-- TEXT BLOCK --
*****

There are some words in the English language that are used too often and, in addition, in the wrong way. "Literally" is one of those words. "Like" is another. While the misuse of "literally" gets a lot of attention, so does the misuse of "like" and, as far as I see it, it's easier to discuss the misuse of "like." What I say about "like" generally applies to "literally" and other similar words as well. Now, before I begin, I want to make clear that as frustrating as the constant misuse of these words may be, I am not one of those persons who demand that you stop using or misusing them and I definitely do not say that if you use "like" all the time that you must be unintelligent. Plenty of really smart people use "like" all the time. Yet, if you do use "like" inappropriately, I encourage you to think for awhile about the effect of such use. I argue that the inappropriate use of "like" and other similar words harms our ability to communicate with and relate to one another.
As we all hopefully know, "like" is both a word of appreciation and comparison. When we feel appreciation or desire for something, we say that we like that something. Also, when we see similarities between two objects, we say that A is like B. That's a simile. Golden sunsets are like romantic kisses, we might say--we might say that if you aren't me and actually have a bone of romance in you. Similar to its comparison usage "like" can also stand in for the more sophisticated sounding "such as" or "in this way." These are the appropriate uses of the word "like" and if we were to count the number of times that we appropriately use the word "like" in one day, the number would be staggering. We naturally gravitate toward the things that we like and our brains are hard-wired to draw comparisons, and so we use the word quite often.
Based on the appropriate uses of the word "like," we can perhaps see why the inappropriate uses of the word are so frustrating and literally (see what I did there?) deteriorate our language. Our language, remember, is how we communicate with one another, and if we use language well--or at least not incorrectly--then we will be able to know and understand one another's thoughts and feelings. A world in which we can communicate and know and understand one another's thoughts and feelings is a much better world than one in which, even though we are talking, we still have to guess what's going on. There are three misuses of the word "like" prevalent today and one story to go with each that, hopefully, will convince you that it's much better to pay attention to our use of the word and try not to use it inappropriately--not because it annoys people, but because those who are annoyed have a legitimate concern that we can't understand one another.

*****

-- PROBLEMS AND TASKS --
[1] According to the essay on the word "like," how many misuses of the word are prevalent today?
[2] Edit the records from the line containing "Spot the submerged" through the end of the records, changing "Spot" to "Locate" and keeping everything else the same. Give back only that part.

*****

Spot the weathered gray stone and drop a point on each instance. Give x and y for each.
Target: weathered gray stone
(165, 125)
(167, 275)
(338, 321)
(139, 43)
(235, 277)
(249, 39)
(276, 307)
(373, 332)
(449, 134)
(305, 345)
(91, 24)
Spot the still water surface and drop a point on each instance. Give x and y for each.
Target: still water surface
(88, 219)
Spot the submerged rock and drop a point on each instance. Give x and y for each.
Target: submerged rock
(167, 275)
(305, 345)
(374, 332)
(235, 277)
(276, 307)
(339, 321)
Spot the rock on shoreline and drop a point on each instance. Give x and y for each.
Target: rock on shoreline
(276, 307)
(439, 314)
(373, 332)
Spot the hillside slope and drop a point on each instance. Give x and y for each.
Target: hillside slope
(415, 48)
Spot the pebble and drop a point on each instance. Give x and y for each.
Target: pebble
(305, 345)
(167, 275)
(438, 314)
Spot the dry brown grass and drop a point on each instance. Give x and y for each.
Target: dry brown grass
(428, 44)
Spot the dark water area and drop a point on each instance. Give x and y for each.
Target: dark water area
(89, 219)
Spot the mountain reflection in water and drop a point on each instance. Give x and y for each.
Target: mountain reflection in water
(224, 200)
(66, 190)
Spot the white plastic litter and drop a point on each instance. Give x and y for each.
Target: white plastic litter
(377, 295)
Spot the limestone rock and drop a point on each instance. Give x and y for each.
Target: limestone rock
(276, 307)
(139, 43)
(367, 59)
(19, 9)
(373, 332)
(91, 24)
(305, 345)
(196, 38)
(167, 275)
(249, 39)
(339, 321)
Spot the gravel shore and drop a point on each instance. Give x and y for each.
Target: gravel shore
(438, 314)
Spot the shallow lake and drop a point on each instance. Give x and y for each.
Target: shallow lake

*****

-- THE ANSWERS --
[1] Three.

[2]
Locate the submerged rock and drop a point on each instance. Give x and y for each.
Target: submerged rock
(167, 275)
(305, 345)
(374, 332)
(235, 277)
(276, 307)
(339, 321)
Locate the rock on shoreline and drop a point on each instance. Give x and y for each.
Target: rock on shoreline
(276, 307)
(439, 314)
(373, 332)
Locate the hillside slope and drop a point on each instance. Give x and y for each.
Target: hillside slope
(415, 48)
Locate the pebble and drop a point on each instance. Give x and y for each.
Target: pebble
(305, 345)
(167, 275)
(438, 314)
Locate the dry brown grass and drop a point on each instance. Give x and y for each.
Target: dry brown grass
(428, 44)
Locate the dark water area and drop a point on each instance. Give x and y for each.
Target: dark water area
(89, 219)
Locate the mountain reflection in water and drop a point on each instance. Give x and y for each.
Target: mountain reflection in water
(224, 200)
(66, 190)
Locate the white plastic litter and drop a point on each instance. Give x and y for each.
Target: white plastic litter
(377, 295)
Locate the limestone rock and drop a point on each instance. Give x and y for each.
Target: limestone rock
(276, 307)
(139, 43)
(367, 59)
(19, 9)
(373, 332)
(91, 24)
(305, 345)
(196, 38)
(167, 275)
(249, 39)
(339, 321)
Locate the gravel shore and drop a point on each instance. Give x and y for each.
Target: gravel shore
(438, 314)
Locate the shallow lake and drop a point on each instance. Give x and y for each.
Target: shallow lake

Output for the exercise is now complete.